**Entries**:
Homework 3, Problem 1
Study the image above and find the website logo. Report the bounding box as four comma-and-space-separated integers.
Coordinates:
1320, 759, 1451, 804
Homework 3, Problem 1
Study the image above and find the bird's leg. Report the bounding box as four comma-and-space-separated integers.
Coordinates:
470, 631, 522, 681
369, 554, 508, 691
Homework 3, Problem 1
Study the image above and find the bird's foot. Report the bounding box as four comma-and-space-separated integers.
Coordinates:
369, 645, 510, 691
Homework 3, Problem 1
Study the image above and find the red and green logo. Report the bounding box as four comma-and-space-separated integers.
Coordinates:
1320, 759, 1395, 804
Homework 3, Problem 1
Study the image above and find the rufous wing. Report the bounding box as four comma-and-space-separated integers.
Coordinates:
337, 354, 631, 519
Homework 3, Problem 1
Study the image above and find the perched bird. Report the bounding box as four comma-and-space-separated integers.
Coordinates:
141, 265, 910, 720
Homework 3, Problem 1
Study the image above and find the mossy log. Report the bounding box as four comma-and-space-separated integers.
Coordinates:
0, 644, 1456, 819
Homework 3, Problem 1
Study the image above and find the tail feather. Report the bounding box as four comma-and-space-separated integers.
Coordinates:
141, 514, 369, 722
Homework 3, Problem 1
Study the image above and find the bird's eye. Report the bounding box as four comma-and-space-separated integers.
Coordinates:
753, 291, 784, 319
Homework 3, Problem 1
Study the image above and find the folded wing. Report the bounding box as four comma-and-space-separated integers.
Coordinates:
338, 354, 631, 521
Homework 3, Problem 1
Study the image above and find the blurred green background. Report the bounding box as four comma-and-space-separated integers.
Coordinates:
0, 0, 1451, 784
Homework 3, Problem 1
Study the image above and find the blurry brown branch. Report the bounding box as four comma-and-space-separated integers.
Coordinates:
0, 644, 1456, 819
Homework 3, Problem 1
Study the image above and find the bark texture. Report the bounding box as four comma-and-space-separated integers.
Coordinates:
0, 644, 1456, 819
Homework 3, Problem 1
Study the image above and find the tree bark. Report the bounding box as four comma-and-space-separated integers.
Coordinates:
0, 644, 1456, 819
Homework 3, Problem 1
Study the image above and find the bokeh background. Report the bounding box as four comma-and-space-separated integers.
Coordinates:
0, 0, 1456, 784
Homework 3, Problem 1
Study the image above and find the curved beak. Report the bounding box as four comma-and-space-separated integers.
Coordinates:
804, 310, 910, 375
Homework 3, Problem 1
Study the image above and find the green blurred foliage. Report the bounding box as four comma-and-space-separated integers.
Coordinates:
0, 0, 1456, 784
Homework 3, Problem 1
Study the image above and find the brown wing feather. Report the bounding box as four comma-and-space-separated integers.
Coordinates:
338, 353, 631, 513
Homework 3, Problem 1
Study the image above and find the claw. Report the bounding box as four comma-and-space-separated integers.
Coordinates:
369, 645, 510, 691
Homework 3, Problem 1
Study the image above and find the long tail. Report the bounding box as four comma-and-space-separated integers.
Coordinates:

**What is required**:
Rewrite the entries above from their start through the line that contains "1320, 759, 1451, 804", both ends included, with the requests kept as they are. Multiply every coordinate in the answers by 1.2 and round each result to a whole number, with halves rounded up.

**Exercise result**:
Homework 3, Problem 1
Study the image above and find the website logo. Report the bounding box as four comma-and-space-separated integers.
Coordinates:
1584, 911, 1741, 965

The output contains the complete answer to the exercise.